++++ Given records
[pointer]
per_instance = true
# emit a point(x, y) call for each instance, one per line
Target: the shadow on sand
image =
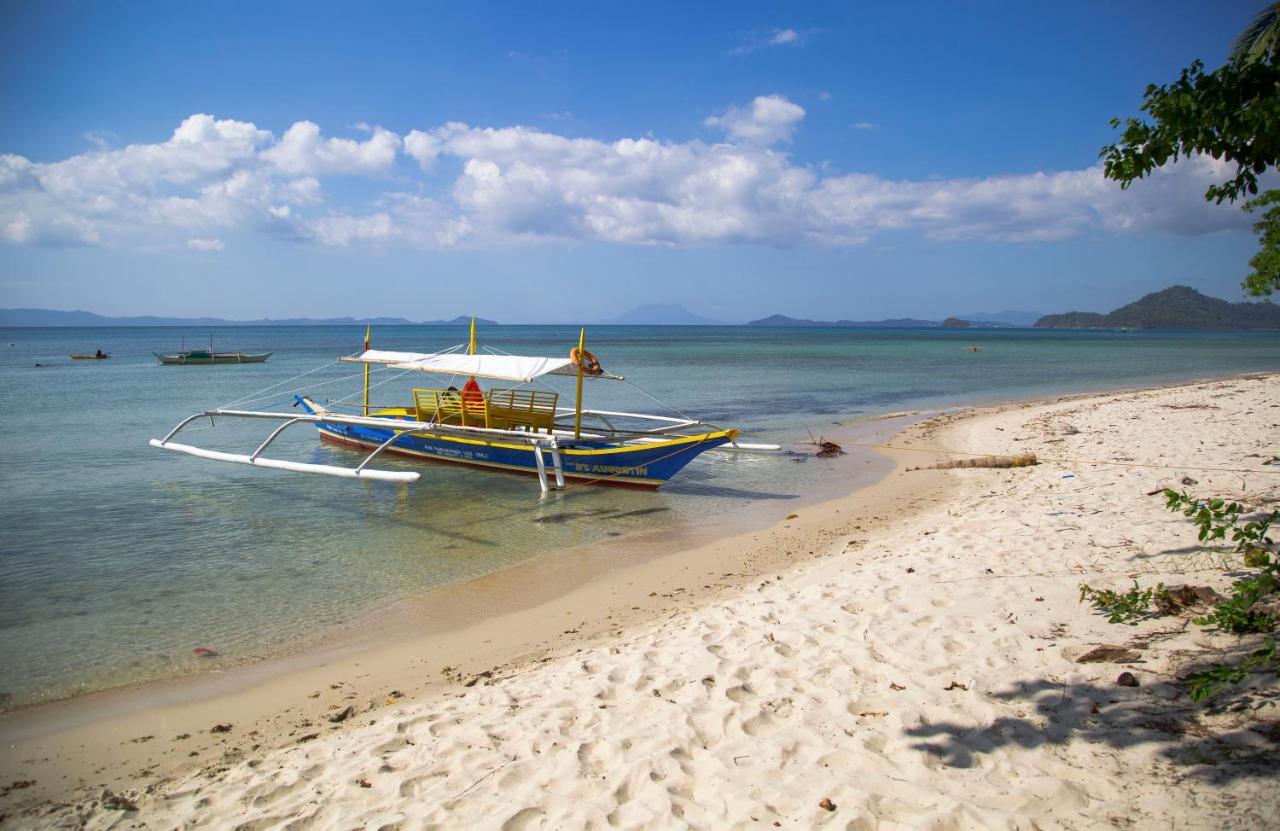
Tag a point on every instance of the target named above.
point(1235, 736)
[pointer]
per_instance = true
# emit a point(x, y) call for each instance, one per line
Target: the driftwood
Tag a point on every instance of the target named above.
point(986, 461)
point(826, 450)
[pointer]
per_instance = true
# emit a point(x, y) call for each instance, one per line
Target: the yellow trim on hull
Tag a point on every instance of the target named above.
point(472, 462)
point(565, 451)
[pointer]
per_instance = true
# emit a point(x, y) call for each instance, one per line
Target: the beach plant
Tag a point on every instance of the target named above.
point(1207, 683)
point(1239, 613)
point(1220, 520)
point(1248, 533)
point(1124, 607)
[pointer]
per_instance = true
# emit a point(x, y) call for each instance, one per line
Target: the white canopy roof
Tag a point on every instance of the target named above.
point(501, 366)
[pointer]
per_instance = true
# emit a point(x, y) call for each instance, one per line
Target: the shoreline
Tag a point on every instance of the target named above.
point(48, 740)
point(609, 608)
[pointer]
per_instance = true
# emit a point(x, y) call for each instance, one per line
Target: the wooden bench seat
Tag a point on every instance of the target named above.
point(498, 409)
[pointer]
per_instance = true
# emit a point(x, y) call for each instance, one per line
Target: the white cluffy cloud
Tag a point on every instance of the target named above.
point(768, 121)
point(516, 185)
point(766, 39)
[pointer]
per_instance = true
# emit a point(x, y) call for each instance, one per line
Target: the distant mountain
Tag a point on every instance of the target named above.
point(54, 318)
point(896, 323)
point(1011, 318)
point(1176, 307)
point(661, 315)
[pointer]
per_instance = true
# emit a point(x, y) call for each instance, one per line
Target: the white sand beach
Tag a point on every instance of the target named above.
point(917, 670)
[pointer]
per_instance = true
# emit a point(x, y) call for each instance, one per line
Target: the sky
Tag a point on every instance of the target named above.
point(562, 163)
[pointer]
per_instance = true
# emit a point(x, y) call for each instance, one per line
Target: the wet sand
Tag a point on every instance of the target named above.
point(905, 652)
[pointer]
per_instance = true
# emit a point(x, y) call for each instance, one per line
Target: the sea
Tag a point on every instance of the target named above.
point(118, 561)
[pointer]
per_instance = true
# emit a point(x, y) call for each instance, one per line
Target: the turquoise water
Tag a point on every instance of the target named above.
point(117, 560)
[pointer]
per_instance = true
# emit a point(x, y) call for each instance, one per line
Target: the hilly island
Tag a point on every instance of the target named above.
point(1175, 307)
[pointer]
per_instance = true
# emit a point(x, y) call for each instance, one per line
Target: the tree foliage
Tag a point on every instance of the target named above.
point(1260, 36)
point(1265, 277)
point(1232, 114)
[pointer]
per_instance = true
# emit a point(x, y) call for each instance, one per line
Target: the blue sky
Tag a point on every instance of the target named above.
point(566, 161)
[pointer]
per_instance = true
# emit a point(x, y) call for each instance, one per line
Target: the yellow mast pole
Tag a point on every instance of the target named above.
point(577, 403)
point(366, 371)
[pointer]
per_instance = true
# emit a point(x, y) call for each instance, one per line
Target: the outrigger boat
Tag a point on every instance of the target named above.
point(204, 357)
point(508, 428)
point(197, 357)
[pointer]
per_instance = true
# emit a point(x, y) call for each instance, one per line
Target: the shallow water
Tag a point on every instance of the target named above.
point(117, 560)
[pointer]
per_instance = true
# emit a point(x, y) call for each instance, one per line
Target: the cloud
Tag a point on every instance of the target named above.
point(767, 39)
point(301, 151)
point(769, 119)
point(521, 185)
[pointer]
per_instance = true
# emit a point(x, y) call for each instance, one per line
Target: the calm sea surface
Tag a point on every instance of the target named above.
point(117, 560)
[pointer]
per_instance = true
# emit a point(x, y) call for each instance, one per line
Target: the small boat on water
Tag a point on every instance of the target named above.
point(510, 428)
point(204, 357)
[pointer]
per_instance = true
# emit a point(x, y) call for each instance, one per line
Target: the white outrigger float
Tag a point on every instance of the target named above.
point(513, 428)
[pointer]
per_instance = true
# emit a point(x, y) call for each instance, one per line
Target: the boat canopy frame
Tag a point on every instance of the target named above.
point(566, 429)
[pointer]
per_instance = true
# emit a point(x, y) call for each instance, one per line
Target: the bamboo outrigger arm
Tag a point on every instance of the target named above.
point(257, 460)
point(361, 470)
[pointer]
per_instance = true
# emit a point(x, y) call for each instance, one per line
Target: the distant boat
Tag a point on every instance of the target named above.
point(199, 357)
point(205, 356)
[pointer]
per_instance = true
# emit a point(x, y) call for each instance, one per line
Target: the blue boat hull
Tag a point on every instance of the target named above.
point(627, 465)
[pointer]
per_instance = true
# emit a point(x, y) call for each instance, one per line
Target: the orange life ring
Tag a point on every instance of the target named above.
point(585, 361)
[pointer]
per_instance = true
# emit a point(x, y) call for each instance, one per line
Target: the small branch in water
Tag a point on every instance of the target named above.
point(826, 450)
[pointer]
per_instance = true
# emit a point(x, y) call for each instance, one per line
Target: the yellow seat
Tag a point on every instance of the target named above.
point(499, 409)
point(446, 406)
point(515, 409)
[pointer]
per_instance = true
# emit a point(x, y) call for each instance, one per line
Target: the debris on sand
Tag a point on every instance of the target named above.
point(1027, 460)
point(1109, 653)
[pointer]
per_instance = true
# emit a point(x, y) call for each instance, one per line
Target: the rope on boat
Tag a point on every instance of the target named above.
++++++++
# Your goal:
Write out every line of the data above as a numbered list, skipping blank lines and leaving out the pictures.

# Answer to this task:
1. [pointer]
2. per_instance = true
3. # emit a point(x, y) call for each instance, one per line
4. Target: the shadow on sand
5. image =
6. Tag a point on every instance of the target named above.
7. point(1235, 736)
8. [pointer]
9. per_instance = true
10. # emit a point(x, y) call for each instance, one per line
11. Target: the driftwood
12. Tag a point on every instance of the target named above.
13. point(986, 461)
14. point(826, 450)
15. [pointer]
16. per_instance = true
17. # emit a point(x, y) call for each instance, one per line
18. Target: the yellow trim on hull
19. Tag a point on every instance of the target named above.
20. point(472, 462)
21. point(565, 451)
22. [pointer]
23. per_instance = true
24. # emit a point(x, y) call for each instance, one per line
25. Target: the beach plant
26. Tag a point on every instance of the target named above.
27. point(1207, 683)
28. point(1239, 613)
29. point(1220, 520)
30. point(1248, 533)
31. point(1124, 607)
32. [pointer]
33. per_instance = true
34. # emit a point(x, y) call for each instance, one per line
35. Target: the white canopy roof
36. Tag a point on every instance of the target named above.
37. point(501, 366)
38. [pointer]
39. per_instance = true
40. # emit a point(x, y) call for each instance, one per line
41. Target: the shoreline
42. Tag a point on every instance of the target named above.
43. point(48, 740)
44. point(609, 608)
45. [pointer]
46. per_instance = true
47. # emit a point(x, y) call for each instance, one per line
48. Target: the wooden bench seat
49. Tag a point on every instance of the target named above.
50. point(498, 409)
51. [pointer]
52. per_instance = true
53. # emit a point(x, y) call for each instance, one per line
54. Target: the white cluffy cloud
55. Tag a point on every instance of the target named above.
56. point(768, 121)
57. point(516, 185)
58. point(766, 39)
59. [pointer]
60. per_instance = true
61. # emit a point(x, y) call for each instance, one per line
62. Target: the distant mountain
63. Tag a point on every instance of the target named above.
64. point(54, 318)
65. point(896, 323)
66. point(1011, 318)
67. point(1176, 307)
68. point(661, 315)
69. [pointer]
70. per_instance = true
71. # emit a point(x, y) call for each instance, one per line
72. Target: the white sand beach
73. Tag a point on every instance of the target named above.
74. point(917, 670)
75. [pointer]
76. per_instance = true
77. # emit a point(x, y) call for each instance, one per line
78. Target: the sky
79. Tag a point on every instance of the target named above.
80. point(562, 163)
81. [pointer]
82. per_instance = true
83. # emit a point(x, y) call for each instance, one per line
84. Target: the wet sand
85. Tag a point on every instance of the target named above.
86. point(905, 652)
87. [pointer]
88. per_instance = true
89. # emit a point(x, y) call for each instance, one per line
90. Target: the sea
91. Tag a point on every instance of the target named above.
92. point(118, 561)
93. [pointer]
94. per_instance = true
95. # emit a point(x, y) call for each instance, one per line
96. Target: the turquoise water
97. Tag a point on every instance of the target named above.
98. point(117, 560)
99. [pointer]
100. per_instance = true
101. # emit a point(x, y) call for each instance, one per line
102. Target: the hilly island
103. Tag a point on every instance of the target named above.
104. point(1175, 307)
105. [pointer]
106. per_instance = true
107. # emit a point(x, y) call for each instance, one per line
108. Target: the tree foliage
109. Tag a point on every instance of the target named above.
110. point(1260, 36)
111. point(1265, 277)
112. point(1232, 114)
113. [pointer]
114. per_instance = true
115. # emit a point(x, y) call for each instance, one per line
116. Target: the blue sky
117. Tag a point on every instance of the target named above.
118. point(566, 161)
119. [pointer]
120. per_instance = true
121. # emit a point(x, y) call for each instance, one per line
122. Target: the yellow mast pole
123. Tag a point on every instance of the target named above.
124. point(577, 403)
125. point(366, 371)
126. [pointer]
127. per_instance = true
128. # emit a point(x, y) call for each instance, one per line
129. Target: the outrigger boat
130. Tag a point on every instance of the target named above.
131. point(204, 357)
132. point(508, 428)
133. point(197, 357)
134. [pointer]
135. per_instance = true
136. # emit a point(x, y) call for each instance, one per line
137. Target: the shallow water
138. Tag a point on every instance of the target named above.
139. point(117, 560)
140. [pointer]
141. per_instance = true
142. # emit a point(x, y) call for each instance, one per line
143. Target: the cloud
144. Tag a point on every instance of the target named above.
145. point(767, 39)
146. point(301, 151)
147. point(769, 119)
148. point(521, 185)
149. [pointer]
150. per_instance = true
151. # emit a point(x, y) call for each instance, one per line
152. Target: the calm sea surface
153. Tag a point on every instance of the target named above.
154. point(117, 560)
155. [pointer]
156. per_instance = true
157. # emit a point(x, y) call for each instance, one per line
158. Target: the small boat on water
159. Tag a point on every instance of the target named above.
160. point(510, 428)
161. point(204, 357)
162. [pointer]
163. per_instance = true
164. # emit a point(x, y) call for each instance, one per line
165. Target: the white outrigger float
166. Tag a point on every instance of the target named above.
167. point(513, 428)
168. [pointer]
169. per_instance = true
170. # emit a point(x, y) call for each instance, one per line
171. Target: the boat canopy frame
172. Tag a point on every instance of the target named above.
173. point(566, 429)
174. [pointer]
175. per_instance = true
176. # emit a point(x, y) call for each instance, one per line
177. Target: the bamboo outrigger arm
178. Tag a point on every instance of the target named above.
179. point(257, 460)
180. point(361, 470)
181. [pointer]
182. per_instance = true
183. # emit a point(x, y) call for each instance, one per line
184. Target: the distant boat
185. Tag a point on every instance of the target named above.
186. point(199, 357)
187. point(205, 356)
188. [pointer]
189. per_instance = true
190. # emit a point(x, y) call for each instance, one per line
191. Target: the blue boat hull
192. Tag a point on every instance of the target named above.
193. point(627, 465)
194. [pointer]
195. per_instance = true
196. # emit a point(x, y) call for each instance, one per line
197. Target: the orange life ring
198. Tag a point on every instance of the target named above.
199. point(585, 361)
200. [pointer]
201. per_instance = true
202. # emit a point(x, y) call for each instance, one per line
203. Target: the small branch in water
204. Tag a point on every instance of the target named above.
205. point(826, 450)
206. [pointer]
207. per_instance = true
208. # emit a point(x, y) call for each instance, one per line
209. Target: the yellow seat
210. Tag a point on every instance of the target named above.
211. point(499, 409)
212. point(446, 406)
213. point(515, 409)
214. [pointer]
215. per_instance = true
216. # emit a point(x, y) call for each instance, one per line
217. Target: the debris on sand
218. Tag a point on every instance of the target named above.
219. point(1027, 460)
220. point(1109, 653)
221. [pointer]
222. per_instance = true
223. # emit a point(x, y) call for each instance, one per line
224. Target: the rope on boat
225. Tag a point on every instance of the target named above.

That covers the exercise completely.